The incremental backup proposal below says what the backup profile records for each file. List all of those per-file details.

DOCUMENT EXTRACT:
··········
Incremental backup

From PostgreSQL wiki
Jump to navigationJump to search

This is a proposal for adding incremental backup support to pg_basebackup via streaming replication protocol.

Initial analysis by Simon Riggs and Marco Nenciarini, reviewed by Gabriele Bartolini.

Goals

The main goal of incremental pg_basebackup is to reduce the size of the backup. A secondary goal is to reduce backup time also.

Rationale

When we take a full backup with pg_basebackup, it generates a backup_profile file.

The backup profile is a file containing:

  • the backup label;
  • one line per file, detailing: tablespace oid, max LSN, whether it is part of the backup or not, modification time, size and filepath.

The filepath will be shown relative to the tablespace root, not the full path. The max LSN attribute has a value only if the file is not part of the backup. If it is part of the backup, max LSN is safely assumed to be the one of the profile.

Backup profile is stored in the root of backup data directory, even if the backup format is tar.

The backup profile is necessary for incremental backups.

The algorithm should be similar to rsync, but it compares block LSNs instead of times. Since our files are never bigger than 1 GB per file that is probably granular enough not to worry about copying parts of files, just whole files.

For a first implementation, it is also more robust.

Incremental mode

An incremental pg_basebackup can be run by passing a previous backup startLSN as an argument.

We read through every file on the master. Every data file is checked against the provided LSN before being sent.

If the file maxLSN is older than the provided startLSN, the file is not sent. The backup profile contains information on every file, even on those that have not been sent. This is necessary in order to detect file removals.

Refresh mode

A “refreshing” incremental pg_basebackup is run by executing with —-refresh on a directory that contains a previous backup. Internally it works like an Incremental mode, with the additional step of deleting all files that are not listed in the backup_profile. The resulting directory will contain a full backup.

Restore

Through a new tool, called pg_restorebackup, users will be able to restore from an incrementally built backup data directory.
The tool could do some basic integrity check and give an estimate of the restore progress as well.
Specifications will be clearer along the development path of the incremental backup feature.

Changes to Streaming Replication Protocol

Our proposal to the BASE_BACKUP command for streaming replication protocol is made up of a major change:

  • Add the INCREMENTAL option to BASE_BACKUP

The command synopsis changes to:

BASE_BACKUP [LABEL 'label'] [INCREMENTAL START_LSN] [PROGRESS] [FAST] [WAL] [NOWAIT] [MAX_RATE rate]

Add backup_profile to ‘BASE_BACKUP’

As last action of a backup, PostgreSQL sends an additional CopyResponse containing a backup_profile file having the following format:

POSTGRESQL BACKUP PROFILE 1
<backup label content>
FILE LIST
<file list>

where <backup label content> is the content of backup_label file.
··········
DATA UNDER STUDY:
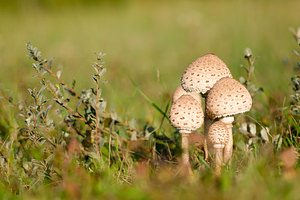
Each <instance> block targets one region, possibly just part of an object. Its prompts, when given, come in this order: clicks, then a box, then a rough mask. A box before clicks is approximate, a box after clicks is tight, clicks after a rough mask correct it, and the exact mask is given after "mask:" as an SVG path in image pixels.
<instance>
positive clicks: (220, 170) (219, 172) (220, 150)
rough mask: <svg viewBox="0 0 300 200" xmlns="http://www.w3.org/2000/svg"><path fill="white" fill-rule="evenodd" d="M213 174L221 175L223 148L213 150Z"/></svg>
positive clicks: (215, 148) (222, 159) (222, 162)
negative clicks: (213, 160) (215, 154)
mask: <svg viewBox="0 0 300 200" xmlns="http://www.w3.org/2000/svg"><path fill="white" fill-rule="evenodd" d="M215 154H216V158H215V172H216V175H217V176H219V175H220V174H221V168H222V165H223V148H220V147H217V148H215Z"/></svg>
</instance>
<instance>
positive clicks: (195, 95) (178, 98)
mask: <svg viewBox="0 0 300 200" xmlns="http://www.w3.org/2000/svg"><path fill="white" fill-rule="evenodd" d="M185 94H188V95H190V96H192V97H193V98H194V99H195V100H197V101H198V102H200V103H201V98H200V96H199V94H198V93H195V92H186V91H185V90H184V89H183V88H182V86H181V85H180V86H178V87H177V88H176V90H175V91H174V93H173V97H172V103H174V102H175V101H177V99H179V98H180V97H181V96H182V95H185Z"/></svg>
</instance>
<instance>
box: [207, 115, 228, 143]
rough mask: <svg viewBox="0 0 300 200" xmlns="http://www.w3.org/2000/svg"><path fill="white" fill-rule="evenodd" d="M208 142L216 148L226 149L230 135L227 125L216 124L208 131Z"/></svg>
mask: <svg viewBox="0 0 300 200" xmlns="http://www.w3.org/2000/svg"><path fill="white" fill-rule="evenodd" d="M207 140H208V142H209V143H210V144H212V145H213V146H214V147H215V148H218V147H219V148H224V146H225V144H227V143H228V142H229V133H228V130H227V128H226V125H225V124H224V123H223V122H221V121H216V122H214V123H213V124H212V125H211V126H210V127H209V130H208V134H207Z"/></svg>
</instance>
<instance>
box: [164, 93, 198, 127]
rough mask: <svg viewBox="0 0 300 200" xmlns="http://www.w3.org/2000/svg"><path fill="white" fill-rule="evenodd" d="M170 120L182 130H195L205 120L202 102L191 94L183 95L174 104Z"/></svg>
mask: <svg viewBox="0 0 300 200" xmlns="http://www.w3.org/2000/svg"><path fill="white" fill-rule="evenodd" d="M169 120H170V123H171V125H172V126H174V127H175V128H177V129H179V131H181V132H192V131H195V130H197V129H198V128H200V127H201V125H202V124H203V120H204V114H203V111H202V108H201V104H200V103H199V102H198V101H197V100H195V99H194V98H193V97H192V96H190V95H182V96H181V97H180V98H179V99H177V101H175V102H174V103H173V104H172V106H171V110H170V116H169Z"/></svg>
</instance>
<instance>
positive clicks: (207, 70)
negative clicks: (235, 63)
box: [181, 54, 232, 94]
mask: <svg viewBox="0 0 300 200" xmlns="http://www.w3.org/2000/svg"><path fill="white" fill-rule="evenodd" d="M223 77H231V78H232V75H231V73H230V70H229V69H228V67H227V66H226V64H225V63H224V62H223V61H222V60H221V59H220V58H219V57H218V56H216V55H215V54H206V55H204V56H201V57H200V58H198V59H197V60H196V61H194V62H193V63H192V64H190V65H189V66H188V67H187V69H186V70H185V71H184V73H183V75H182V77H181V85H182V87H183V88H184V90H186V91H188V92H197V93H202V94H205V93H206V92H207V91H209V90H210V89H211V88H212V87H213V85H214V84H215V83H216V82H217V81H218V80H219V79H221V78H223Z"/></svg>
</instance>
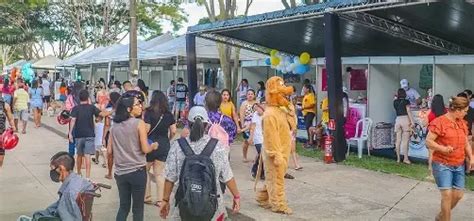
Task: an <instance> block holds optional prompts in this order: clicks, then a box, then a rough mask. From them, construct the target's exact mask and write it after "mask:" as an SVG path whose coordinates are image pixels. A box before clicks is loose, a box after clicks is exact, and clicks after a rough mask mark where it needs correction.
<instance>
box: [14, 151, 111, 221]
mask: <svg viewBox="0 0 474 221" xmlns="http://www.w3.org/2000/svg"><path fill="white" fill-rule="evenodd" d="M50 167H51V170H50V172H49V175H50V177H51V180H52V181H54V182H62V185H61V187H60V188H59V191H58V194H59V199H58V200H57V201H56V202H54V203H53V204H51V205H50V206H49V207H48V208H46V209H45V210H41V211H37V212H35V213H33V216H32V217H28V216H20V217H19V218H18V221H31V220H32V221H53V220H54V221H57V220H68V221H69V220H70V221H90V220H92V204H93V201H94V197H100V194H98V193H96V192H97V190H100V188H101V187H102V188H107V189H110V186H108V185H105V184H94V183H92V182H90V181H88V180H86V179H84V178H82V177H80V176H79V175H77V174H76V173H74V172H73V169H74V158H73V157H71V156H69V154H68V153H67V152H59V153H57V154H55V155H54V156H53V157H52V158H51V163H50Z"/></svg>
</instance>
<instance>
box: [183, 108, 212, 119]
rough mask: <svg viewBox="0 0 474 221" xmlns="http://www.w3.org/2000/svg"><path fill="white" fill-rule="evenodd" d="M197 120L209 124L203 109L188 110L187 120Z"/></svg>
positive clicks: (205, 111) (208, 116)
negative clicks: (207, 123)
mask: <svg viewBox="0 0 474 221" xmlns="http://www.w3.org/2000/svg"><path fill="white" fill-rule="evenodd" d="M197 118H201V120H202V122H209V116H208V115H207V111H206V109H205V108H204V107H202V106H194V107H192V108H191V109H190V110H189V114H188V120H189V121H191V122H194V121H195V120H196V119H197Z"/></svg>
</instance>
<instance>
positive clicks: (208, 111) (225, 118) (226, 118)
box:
··········
EXERCISE ANSWER:
- tablespace oid
- max LSN
- whether it is part of the backup or not
- modification time
- size
- filepath